# Problem - java-script fehlt (???)



## Mc Oliver (1. Dez 2003)

Hallo ers mal
vileicht kann mir einer von ihnen helfen.
wenn ich ins Internet gehe und ein Seite laden möcht geht es nich (java-script fehlt wo kann ich dieses Programm bekommen???

Währe froh, wenn der link auch geantwortet wird.

McOliver


----------



## Nobody (1. Dez 2003)

1. das hier ist ein JAVA forum kein JAVA-SCRIPT forum das sind 2 unterschiedliche dinge
2. allgemein im internet oder nur bei einer bestimmten seite?
wenns nur auf einer seite so ist, liegt das an dem server und die datei fehlt oder kann nicht geladen werden. da kannst du nichts tun, sonst weis ich grad nicht


----------



## Stefan1200 (2. Dez 2003)

Mc Oliver hat gesagt.:
			
		

> wenn ich ins Internet gehe und ein Seite laden möcht geht es nich (java-script fehlt wo kann ich dieses Programm bekommen???



JavaScript (!) ist eine Sache, die dein Browser können muss. Fast alle Browser (ein paar Ausnahmen gibt es) können JavaScript. Allerdings kann man dieses abschalten. Schaue mal in die Browsereinstellungen, ob du irgendwo JavaScript findest, und ob es eingeschaltet ist (meistens muss ein Hacken davor gemacht werden).


----------



## Anwender (8. Jan 2004)

Hi, 

ich habe genau das selbe Problem. Wie gest du ins Internet? Mit einem Router? Hast Du Norton oder eine andere Firewall. Ansonsten unter Internet Explorer - Extra - Internetoption - Sicherheit und dann unter Stufe anpassen. Schau mal nach ob Skripting dord Aktiviert ist  

Bis dann 
Jörg 

PS: Ich habe mein Problem noch nicht raus bekommen!  

Schreib mir bitte eine persönliche Nachricht mit Deiner Antwort


----------

* **AUFGABE A**: Zitiere wortgetreu die Zeilen der Auflistung, beginnend mit der Zeile, die „Question. For every instance of the peeling“ enthält, und endend mit dem Schluss der Auflistung.
Der Text und die Auflistung haben inhaltlich nichts miteinander zu tun.

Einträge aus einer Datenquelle

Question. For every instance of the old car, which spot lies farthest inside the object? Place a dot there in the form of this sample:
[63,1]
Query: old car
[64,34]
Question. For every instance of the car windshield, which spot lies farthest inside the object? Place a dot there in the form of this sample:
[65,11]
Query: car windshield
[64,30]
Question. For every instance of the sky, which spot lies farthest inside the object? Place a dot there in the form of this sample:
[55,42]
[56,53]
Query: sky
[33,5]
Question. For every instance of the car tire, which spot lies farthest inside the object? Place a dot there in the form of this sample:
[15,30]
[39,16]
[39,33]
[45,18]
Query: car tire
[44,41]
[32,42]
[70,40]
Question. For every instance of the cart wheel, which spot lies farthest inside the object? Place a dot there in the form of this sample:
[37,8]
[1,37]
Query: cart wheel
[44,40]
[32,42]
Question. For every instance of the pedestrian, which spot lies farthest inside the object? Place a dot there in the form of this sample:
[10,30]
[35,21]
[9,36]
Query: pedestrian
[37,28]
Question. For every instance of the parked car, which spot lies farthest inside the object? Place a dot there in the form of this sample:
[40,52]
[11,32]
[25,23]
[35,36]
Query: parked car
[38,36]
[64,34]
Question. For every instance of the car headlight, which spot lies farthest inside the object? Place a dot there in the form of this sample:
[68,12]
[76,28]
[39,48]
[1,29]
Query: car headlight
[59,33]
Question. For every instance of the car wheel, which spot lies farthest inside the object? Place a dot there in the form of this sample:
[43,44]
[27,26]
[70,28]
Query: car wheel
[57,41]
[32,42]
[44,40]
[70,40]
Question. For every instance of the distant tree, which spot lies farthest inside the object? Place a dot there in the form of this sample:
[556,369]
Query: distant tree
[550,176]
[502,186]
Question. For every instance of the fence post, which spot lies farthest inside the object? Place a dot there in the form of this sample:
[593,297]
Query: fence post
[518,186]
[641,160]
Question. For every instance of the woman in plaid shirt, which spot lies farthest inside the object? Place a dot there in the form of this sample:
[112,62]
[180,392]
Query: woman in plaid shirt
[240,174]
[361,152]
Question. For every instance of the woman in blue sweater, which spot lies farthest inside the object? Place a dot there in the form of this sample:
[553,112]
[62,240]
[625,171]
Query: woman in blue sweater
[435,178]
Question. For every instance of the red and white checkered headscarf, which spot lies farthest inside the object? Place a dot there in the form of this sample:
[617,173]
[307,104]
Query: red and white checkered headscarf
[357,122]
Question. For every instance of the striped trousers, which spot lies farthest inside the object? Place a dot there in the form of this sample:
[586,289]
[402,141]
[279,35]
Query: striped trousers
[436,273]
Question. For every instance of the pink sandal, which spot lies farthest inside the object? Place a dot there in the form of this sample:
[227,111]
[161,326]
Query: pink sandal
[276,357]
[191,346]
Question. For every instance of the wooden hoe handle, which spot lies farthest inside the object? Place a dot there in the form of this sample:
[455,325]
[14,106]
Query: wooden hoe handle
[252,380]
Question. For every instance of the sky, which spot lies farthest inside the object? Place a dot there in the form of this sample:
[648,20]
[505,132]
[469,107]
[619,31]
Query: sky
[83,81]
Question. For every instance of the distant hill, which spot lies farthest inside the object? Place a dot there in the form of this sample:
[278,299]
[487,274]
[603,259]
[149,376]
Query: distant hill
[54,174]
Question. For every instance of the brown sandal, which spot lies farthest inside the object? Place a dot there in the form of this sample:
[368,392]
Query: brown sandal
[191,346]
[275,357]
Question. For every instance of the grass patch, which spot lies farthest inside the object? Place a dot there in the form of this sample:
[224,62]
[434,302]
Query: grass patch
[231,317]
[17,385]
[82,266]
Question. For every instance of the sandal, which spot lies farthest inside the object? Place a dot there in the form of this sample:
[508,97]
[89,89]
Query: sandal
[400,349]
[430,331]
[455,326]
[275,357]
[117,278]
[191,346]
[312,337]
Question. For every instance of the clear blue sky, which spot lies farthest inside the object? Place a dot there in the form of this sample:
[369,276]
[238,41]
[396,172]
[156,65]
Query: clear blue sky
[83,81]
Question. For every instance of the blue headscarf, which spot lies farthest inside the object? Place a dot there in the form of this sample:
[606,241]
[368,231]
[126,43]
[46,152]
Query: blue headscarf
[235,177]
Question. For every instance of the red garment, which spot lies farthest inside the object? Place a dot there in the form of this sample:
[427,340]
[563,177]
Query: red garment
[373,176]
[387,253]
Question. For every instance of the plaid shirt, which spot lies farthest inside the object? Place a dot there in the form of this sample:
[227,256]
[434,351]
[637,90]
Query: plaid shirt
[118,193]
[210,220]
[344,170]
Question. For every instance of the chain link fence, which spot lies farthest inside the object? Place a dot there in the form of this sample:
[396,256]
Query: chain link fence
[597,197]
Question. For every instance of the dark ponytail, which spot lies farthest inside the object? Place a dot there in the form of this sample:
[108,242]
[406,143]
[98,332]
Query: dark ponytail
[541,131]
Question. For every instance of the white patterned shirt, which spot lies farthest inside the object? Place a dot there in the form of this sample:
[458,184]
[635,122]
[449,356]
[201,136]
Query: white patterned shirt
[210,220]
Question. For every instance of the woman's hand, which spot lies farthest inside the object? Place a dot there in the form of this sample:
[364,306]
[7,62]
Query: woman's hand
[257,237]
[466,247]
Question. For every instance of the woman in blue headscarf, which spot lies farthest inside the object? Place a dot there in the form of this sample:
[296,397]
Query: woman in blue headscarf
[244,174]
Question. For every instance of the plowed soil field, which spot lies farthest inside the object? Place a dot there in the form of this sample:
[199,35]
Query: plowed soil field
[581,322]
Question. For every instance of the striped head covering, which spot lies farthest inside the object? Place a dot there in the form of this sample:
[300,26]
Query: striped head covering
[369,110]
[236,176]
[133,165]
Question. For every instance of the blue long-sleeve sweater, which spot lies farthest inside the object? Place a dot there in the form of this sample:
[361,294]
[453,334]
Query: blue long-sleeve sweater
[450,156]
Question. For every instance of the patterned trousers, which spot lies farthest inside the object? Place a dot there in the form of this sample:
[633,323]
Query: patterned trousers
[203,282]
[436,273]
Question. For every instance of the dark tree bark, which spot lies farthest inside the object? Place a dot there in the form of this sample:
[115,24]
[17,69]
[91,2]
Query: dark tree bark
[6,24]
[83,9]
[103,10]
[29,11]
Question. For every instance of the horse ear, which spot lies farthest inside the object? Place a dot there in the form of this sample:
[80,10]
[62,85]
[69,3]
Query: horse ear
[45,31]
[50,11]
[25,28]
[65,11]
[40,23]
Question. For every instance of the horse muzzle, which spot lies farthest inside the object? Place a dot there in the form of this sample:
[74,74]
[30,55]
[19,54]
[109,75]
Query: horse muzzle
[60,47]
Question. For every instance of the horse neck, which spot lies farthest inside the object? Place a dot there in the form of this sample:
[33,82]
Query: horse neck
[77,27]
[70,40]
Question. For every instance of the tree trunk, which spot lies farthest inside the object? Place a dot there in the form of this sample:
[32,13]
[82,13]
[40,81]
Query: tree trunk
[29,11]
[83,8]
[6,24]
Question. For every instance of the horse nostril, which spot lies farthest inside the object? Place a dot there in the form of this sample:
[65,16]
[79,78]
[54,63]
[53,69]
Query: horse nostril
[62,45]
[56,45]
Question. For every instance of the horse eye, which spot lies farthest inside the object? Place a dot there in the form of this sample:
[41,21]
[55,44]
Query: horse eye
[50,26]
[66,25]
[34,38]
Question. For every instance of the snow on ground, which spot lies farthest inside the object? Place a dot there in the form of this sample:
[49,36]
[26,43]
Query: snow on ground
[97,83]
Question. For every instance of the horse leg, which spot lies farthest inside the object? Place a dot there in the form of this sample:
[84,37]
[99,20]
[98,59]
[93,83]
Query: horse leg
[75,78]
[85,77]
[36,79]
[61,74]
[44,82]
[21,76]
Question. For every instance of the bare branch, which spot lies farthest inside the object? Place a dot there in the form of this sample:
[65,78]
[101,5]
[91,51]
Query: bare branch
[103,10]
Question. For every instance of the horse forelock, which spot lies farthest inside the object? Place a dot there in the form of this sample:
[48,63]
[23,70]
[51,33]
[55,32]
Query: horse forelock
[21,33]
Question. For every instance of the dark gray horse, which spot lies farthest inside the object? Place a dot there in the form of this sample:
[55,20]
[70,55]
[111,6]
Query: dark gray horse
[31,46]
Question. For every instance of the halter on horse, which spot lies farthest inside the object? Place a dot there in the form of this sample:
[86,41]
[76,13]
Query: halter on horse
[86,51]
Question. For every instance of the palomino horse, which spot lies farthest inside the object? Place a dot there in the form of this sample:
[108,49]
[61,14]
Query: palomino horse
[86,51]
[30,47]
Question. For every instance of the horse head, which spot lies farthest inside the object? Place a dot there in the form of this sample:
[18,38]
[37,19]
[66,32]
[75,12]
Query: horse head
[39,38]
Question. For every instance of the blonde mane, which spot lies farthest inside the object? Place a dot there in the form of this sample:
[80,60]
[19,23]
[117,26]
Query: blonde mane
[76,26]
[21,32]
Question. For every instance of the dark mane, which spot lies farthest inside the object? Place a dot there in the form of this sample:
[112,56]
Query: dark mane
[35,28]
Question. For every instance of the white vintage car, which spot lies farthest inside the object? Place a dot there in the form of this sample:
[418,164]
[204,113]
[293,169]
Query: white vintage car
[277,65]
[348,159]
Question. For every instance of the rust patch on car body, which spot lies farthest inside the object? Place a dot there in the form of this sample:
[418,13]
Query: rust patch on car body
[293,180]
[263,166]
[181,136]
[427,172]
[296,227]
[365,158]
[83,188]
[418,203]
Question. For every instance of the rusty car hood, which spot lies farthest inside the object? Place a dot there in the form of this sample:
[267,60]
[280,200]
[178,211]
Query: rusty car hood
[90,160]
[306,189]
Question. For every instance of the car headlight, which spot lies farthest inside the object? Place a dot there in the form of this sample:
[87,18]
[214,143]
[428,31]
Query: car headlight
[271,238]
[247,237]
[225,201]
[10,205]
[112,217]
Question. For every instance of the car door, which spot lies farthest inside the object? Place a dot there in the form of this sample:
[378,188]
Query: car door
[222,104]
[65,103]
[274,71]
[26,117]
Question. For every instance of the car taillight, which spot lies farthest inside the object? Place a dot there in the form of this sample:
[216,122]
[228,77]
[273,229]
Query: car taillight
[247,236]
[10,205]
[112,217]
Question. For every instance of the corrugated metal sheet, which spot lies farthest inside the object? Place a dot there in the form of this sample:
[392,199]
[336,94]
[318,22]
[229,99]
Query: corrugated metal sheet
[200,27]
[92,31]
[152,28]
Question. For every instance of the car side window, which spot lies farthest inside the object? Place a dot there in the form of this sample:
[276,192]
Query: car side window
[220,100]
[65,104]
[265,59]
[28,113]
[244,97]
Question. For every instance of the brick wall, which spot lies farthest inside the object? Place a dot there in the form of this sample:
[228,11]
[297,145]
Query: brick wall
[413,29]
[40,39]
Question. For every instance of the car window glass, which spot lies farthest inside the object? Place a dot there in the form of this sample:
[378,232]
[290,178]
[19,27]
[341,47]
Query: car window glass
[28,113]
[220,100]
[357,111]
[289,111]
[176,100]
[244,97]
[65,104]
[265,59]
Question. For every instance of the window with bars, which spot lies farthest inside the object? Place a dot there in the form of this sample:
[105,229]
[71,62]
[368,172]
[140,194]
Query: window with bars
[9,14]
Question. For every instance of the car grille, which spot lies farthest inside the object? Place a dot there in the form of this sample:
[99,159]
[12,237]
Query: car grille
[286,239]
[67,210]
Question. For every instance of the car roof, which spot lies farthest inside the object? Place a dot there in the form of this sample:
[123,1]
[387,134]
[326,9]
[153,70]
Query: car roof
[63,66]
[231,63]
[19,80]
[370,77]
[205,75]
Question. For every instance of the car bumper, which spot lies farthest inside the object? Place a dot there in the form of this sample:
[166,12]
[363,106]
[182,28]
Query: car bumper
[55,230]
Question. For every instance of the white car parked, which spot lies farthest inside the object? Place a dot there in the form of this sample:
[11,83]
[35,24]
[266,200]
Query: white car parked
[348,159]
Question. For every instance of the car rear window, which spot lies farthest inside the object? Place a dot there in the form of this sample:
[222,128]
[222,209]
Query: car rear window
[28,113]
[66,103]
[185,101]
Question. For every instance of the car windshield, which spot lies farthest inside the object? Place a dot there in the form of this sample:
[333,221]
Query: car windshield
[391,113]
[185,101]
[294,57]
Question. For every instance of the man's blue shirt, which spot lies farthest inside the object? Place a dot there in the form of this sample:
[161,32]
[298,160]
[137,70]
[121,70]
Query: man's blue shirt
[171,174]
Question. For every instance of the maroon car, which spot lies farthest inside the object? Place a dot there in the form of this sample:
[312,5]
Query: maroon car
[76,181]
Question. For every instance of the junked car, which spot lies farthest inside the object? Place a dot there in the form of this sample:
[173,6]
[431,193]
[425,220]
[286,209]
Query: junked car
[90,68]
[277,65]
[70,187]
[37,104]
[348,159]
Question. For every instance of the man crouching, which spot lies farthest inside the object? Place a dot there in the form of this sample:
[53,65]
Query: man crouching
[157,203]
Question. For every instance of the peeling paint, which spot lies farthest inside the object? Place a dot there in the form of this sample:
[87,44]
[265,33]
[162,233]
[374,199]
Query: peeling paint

* **AUFGABE B**: Gib den Abschnitt des Textes wortgetreu aus, beginnend bei „## Anwender (8.“ und endend bei „nicht raus bekommen!“.

* **LÖSUNG A**:
Question. For every instance of the peeling paint, which spot lies farthest inside the object? Place a dot there in the form of this sample:
[87,44]
[265,33]
[162,233]
[374,199]
Query: peeling paint

* **LÖSUNG B**:
## Anwender (8. Jan 2004)

Hi, 

ich habe genau das selbe Problem. Wie gest du ins Internet? Mit einem Router? Hast Du Norton oder eine andere Firewall. Ansonsten unter Internet Explorer - Extra - Internetoption - Sicherheit und dann unter Stufe anpassen. Schau mal nach ob Skripting dord Aktiviert ist  

Bis dann 
Jörg 

PS: Ich habe mein Problem noch nicht raus bekommen!